** Opening Data records block **

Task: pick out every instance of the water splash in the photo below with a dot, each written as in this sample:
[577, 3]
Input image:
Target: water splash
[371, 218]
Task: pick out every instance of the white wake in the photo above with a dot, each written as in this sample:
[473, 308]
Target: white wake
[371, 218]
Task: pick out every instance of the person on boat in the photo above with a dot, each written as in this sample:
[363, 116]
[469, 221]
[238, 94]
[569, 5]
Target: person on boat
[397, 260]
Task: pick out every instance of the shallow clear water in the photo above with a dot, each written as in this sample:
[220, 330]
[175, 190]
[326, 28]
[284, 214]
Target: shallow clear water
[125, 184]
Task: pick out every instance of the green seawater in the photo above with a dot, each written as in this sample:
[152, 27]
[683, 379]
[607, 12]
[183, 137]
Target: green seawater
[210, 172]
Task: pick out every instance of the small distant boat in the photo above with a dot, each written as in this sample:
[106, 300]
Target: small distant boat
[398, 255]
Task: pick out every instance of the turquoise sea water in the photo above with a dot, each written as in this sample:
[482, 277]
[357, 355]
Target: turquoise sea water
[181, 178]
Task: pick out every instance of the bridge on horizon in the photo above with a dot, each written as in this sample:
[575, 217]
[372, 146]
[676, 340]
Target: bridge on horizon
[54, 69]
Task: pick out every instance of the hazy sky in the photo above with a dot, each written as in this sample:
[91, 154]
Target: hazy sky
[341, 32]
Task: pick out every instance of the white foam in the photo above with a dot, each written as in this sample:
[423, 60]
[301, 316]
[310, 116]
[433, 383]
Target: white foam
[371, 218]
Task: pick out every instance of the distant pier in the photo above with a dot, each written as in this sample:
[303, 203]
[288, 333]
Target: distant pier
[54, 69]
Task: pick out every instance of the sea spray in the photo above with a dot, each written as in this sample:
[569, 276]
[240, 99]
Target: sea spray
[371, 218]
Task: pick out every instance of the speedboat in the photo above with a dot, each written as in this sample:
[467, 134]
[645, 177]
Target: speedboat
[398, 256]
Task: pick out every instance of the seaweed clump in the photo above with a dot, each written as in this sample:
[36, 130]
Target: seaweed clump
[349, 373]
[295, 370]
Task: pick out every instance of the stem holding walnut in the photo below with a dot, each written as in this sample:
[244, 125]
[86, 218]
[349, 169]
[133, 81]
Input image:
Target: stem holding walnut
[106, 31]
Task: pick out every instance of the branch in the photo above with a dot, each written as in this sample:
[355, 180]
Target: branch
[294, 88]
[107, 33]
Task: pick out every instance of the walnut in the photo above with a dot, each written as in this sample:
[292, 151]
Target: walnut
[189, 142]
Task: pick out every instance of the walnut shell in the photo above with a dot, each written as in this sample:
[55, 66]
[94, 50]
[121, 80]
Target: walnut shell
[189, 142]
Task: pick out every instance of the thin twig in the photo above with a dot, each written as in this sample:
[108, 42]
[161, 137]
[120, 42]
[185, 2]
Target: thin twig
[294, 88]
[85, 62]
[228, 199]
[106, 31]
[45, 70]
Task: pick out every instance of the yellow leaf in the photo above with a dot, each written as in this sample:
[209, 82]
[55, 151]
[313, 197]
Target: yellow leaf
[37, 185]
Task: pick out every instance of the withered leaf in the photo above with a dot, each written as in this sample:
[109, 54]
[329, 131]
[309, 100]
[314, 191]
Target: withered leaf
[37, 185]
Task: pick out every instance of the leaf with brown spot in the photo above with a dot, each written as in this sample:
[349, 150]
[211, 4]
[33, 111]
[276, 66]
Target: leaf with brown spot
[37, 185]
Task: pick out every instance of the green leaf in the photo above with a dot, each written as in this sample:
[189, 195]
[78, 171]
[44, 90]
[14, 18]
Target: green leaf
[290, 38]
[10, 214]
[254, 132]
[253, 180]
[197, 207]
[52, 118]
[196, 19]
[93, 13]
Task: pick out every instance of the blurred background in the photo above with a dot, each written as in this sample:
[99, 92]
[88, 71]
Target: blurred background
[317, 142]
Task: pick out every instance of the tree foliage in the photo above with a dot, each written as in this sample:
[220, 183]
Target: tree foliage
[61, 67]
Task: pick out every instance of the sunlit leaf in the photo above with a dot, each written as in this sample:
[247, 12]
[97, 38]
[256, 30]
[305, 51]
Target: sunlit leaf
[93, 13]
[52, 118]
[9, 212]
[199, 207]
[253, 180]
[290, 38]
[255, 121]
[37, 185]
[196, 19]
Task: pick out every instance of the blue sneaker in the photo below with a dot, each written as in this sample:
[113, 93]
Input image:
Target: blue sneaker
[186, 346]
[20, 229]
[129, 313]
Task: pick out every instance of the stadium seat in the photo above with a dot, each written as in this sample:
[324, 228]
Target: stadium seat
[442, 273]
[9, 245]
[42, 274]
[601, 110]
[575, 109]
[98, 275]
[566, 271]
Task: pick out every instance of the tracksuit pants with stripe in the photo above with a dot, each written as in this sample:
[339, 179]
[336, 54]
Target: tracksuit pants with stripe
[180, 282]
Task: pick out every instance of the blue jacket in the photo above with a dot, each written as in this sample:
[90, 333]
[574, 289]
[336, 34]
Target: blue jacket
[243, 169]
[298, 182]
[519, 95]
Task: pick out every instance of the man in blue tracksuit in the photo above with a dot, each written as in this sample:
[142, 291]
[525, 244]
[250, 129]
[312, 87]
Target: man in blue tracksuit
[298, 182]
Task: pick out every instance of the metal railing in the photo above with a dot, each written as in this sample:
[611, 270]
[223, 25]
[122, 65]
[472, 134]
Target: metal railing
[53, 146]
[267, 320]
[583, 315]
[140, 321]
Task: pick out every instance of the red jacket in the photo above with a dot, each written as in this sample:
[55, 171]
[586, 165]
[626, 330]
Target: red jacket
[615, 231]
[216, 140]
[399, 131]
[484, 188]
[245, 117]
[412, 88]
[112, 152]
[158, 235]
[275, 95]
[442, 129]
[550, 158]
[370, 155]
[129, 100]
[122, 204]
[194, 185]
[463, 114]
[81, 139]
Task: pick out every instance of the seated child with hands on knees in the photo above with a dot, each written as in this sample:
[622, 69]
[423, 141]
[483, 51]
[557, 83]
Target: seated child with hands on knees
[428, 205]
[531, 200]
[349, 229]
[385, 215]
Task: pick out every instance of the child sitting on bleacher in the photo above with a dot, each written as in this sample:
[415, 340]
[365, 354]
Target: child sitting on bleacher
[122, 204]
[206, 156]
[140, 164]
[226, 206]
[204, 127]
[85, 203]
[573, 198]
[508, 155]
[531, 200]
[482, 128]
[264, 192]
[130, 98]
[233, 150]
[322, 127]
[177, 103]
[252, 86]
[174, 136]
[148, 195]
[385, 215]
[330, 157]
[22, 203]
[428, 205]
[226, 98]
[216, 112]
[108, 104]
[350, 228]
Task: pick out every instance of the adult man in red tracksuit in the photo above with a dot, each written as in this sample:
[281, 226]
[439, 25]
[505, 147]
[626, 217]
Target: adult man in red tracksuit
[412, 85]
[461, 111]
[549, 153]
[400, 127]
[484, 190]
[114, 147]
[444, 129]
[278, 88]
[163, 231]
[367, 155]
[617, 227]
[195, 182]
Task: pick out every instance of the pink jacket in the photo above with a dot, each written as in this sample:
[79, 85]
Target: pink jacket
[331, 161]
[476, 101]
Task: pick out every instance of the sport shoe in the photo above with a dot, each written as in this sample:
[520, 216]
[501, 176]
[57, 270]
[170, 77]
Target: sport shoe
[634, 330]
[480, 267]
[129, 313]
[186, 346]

** Closing Data records block **

• [Prompt]: Every entry above should be duplicated exactly.

• [Result of the exercise]:
Task: pick out every instance of the water splash in the photo below with a dot, each written as in this sample:
[577, 3]
Input image:
Target: water splash
[371, 218]
Task: pick out every instance of the white wake in the photo above with a dot, each written as in this sample:
[473, 308]
Target: white wake
[371, 218]
Task: pick out every instance of the person on boat in the photo above with a dot, each written as in this sample:
[363, 116]
[469, 221]
[238, 94]
[569, 5]
Target: person on boat
[397, 260]
Task: pick out every instance of the shallow clear water in the photo above with a dot, each written as in this sample:
[220, 330]
[175, 190]
[326, 28]
[284, 214]
Target: shallow clear water
[125, 184]
Task: pick out every instance of the green seawater in the photo above with a dot, each written as in this sample:
[152, 27]
[683, 379]
[607, 12]
[183, 137]
Target: green seawater
[210, 172]
Task: pick out every instance of the small distant boat in the photo above with a dot, each written as in this sample:
[106, 300]
Target: small distant boat
[398, 255]
Task: pick out every instance of the turquoise sea water in the photo above with a dot, each written as in this sample:
[482, 277]
[357, 355]
Target: turquoise sea water
[181, 178]
Task: pick out every instance of the bridge on horizon in the photo above with a dot, each written as in this sample:
[575, 217]
[372, 146]
[676, 340]
Target: bridge on horizon
[54, 69]
Task: pick out every instance of the hazy sky in the photo above with a dot, each written as in this sample:
[91, 154]
Target: hazy sky
[341, 32]
Task: pick out every instance of the white foam in the photo above with a dot, each written as in this sample:
[423, 60]
[301, 316]
[310, 116]
[433, 383]
Target: white foam
[371, 218]
Task: pick out every instance of the distant pier in the photo above with a dot, each written as in this sample:
[303, 203]
[288, 333]
Target: distant pier
[54, 69]
Task: pick out every instance of the sea spray in the photo above with a dot, each written as in this sample:
[569, 276]
[240, 99]
Target: sea spray
[371, 218]
Task: pick out every instance of the speedboat in the photo above with a dot, each written as in this sample:
[467, 134]
[645, 177]
Target: speedboat
[398, 256]
Task: pick out every instance of the seaweed clump in the photo above with a dot, each written as in this sample:
[36, 130]
Target: seaweed clump
[349, 373]
[295, 370]
Task: pick out every instance of the stem holding walnut in the photo below with a dot, each written as in this sample:
[244, 125]
[86, 218]
[349, 169]
[133, 81]
Input image:
Target: stem holding walnut
[106, 31]
Task: pick out every instance of the branch in the photo above with a dot, each written as in this sample:
[355, 180]
Target: branch
[294, 88]
[107, 33]
Task: pick out every instance of the walnut in the photo above with a dot, each written as in this sample:
[292, 151]
Target: walnut
[189, 142]
Task: pick out every instance of the walnut shell in the photo above with a dot, each written as in this sample:
[55, 66]
[94, 50]
[121, 80]
Target: walnut shell
[189, 142]
Task: pick out every instance of the thin twig in the photo above with a dot, each written as in this sample:
[108, 42]
[161, 137]
[120, 42]
[185, 2]
Target: thin twig
[294, 88]
[85, 62]
[228, 199]
[106, 31]
[45, 70]
Task: pick out every instance of the yellow leaf in the photo above with a dot, each written as in this sample:
[209, 82]
[55, 151]
[313, 197]
Target: yellow leaf
[37, 185]
Task: pick out every instance of the withered leaf in the photo above with a dot, each written as in this sample:
[109, 54]
[329, 131]
[309, 100]
[314, 191]
Target: withered leaf
[37, 185]
Task: pick out every instance of the leaf with brown spot in the photo above with a dot, each written as in this sample:
[349, 150]
[211, 4]
[33, 111]
[276, 66]
Target: leaf with brown spot
[37, 185]
Task: pick out every instance of the green leaf in the photo above with a dot, each written as in this sample:
[189, 195]
[78, 171]
[44, 90]
[14, 18]
Target: green leaf
[290, 38]
[10, 214]
[254, 132]
[253, 180]
[197, 207]
[52, 118]
[196, 19]
[93, 13]
Task: pick out every instance of the blurred background in the photo above with a dot, each written as in this sample:
[99, 92]
[88, 71]
Target: blurred background
[317, 142]
Task: pick out every instance of the tree foliage in the photo above with a dot, each written as in this sample:
[220, 183]
Target: tree foliage
[61, 67]
Task: pick out every instance of the sunlit leaf in the photo above with a dot, each written as in this sample:
[247, 12]
[97, 38]
[256, 30]
[305, 51]
Target: sunlit leaf
[93, 13]
[52, 118]
[9, 212]
[199, 207]
[253, 180]
[290, 38]
[255, 121]
[37, 185]
[196, 19]
Task: pick out every instance of the blue sneaker in the photo below with a dot, each written as in this sample:
[113, 93]
Input image:
Target: blue sneaker
[186, 346]
[20, 229]
[129, 313]
Task: pick out every instance of the stadium seat in the photo above with a dot, each written as in this sample:
[324, 228]
Target: stadium seat
[442, 273]
[9, 245]
[42, 274]
[601, 110]
[575, 109]
[98, 275]
[566, 271]
Task: pick out every instance of the tracksuit pants with stripe in the photo above with a dot, each written as in this sample:
[339, 179]
[336, 54]
Target: tracksuit pants with stripe
[180, 282]
Task: pick out every instance of the blue jacket in the photo above with a dot, each written as in this sample:
[90, 333]
[574, 289]
[336, 34]
Target: blue jacket
[243, 169]
[298, 182]
[519, 95]
Task: pick out every instance of the man in blue tracksuit in the photo above with a dot, each written as in this sample:
[142, 291]
[525, 244]
[250, 129]
[312, 87]
Target: man in blue tracksuit
[298, 182]
Task: pick out every instance of the metal railing in the photo above with a dot, each written as in this sample:
[611, 270]
[223, 25]
[122, 65]
[472, 134]
Target: metal railing
[53, 146]
[267, 320]
[583, 315]
[140, 321]
Task: pick out every instance of the red jacket in the photo above with a dot, each written as in this sample:
[55, 171]
[586, 165]
[626, 330]
Target: red jacket
[615, 231]
[216, 140]
[399, 131]
[484, 188]
[245, 117]
[412, 88]
[112, 152]
[158, 235]
[275, 95]
[442, 129]
[550, 158]
[370, 155]
[129, 100]
[122, 204]
[194, 185]
[463, 114]
[81, 139]
Task: pick out every instance of the seated child with hands on knees in the photo above with a dot, each written as in this sample:
[622, 69]
[423, 141]
[483, 51]
[557, 83]
Target: seated child with hands on knees
[428, 205]
[531, 200]
[349, 229]
[385, 215]
Task: pick out every instance of the child sitting on bleacher in the photo above with a dot, each written as in this sample:
[415, 340]
[365, 354]
Target: child sitting on bleacher
[122, 204]
[206, 156]
[140, 164]
[226, 206]
[204, 127]
[85, 203]
[573, 198]
[508, 155]
[531, 200]
[482, 128]
[264, 192]
[130, 98]
[233, 150]
[322, 127]
[177, 103]
[252, 86]
[174, 136]
[148, 195]
[385, 215]
[330, 157]
[22, 203]
[428, 205]
[226, 98]
[216, 112]
[108, 104]
[350, 228]
Task: pick out every instance of the adult man in red tracksuit in the photo above with a dot, each written as in this sample:
[281, 226]
[439, 25]
[505, 147]
[626, 217]
Target: adult man in red tracksuit
[412, 85]
[461, 111]
[549, 153]
[400, 127]
[484, 190]
[114, 147]
[444, 129]
[278, 88]
[163, 231]
[367, 155]
[617, 227]
[195, 182]
Task: pick out every instance of the pink jacket in the photo above with a dot, each written as in this sample:
[79, 85]
Target: pink jacket
[331, 161]
[476, 101]
Task: pick out every instance of the sport shoe in the photo above with a dot, each written as in this sample:
[520, 216]
[501, 176]
[57, 270]
[170, 77]
Target: sport shoe
[634, 330]
[480, 267]
[129, 313]
[186, 346]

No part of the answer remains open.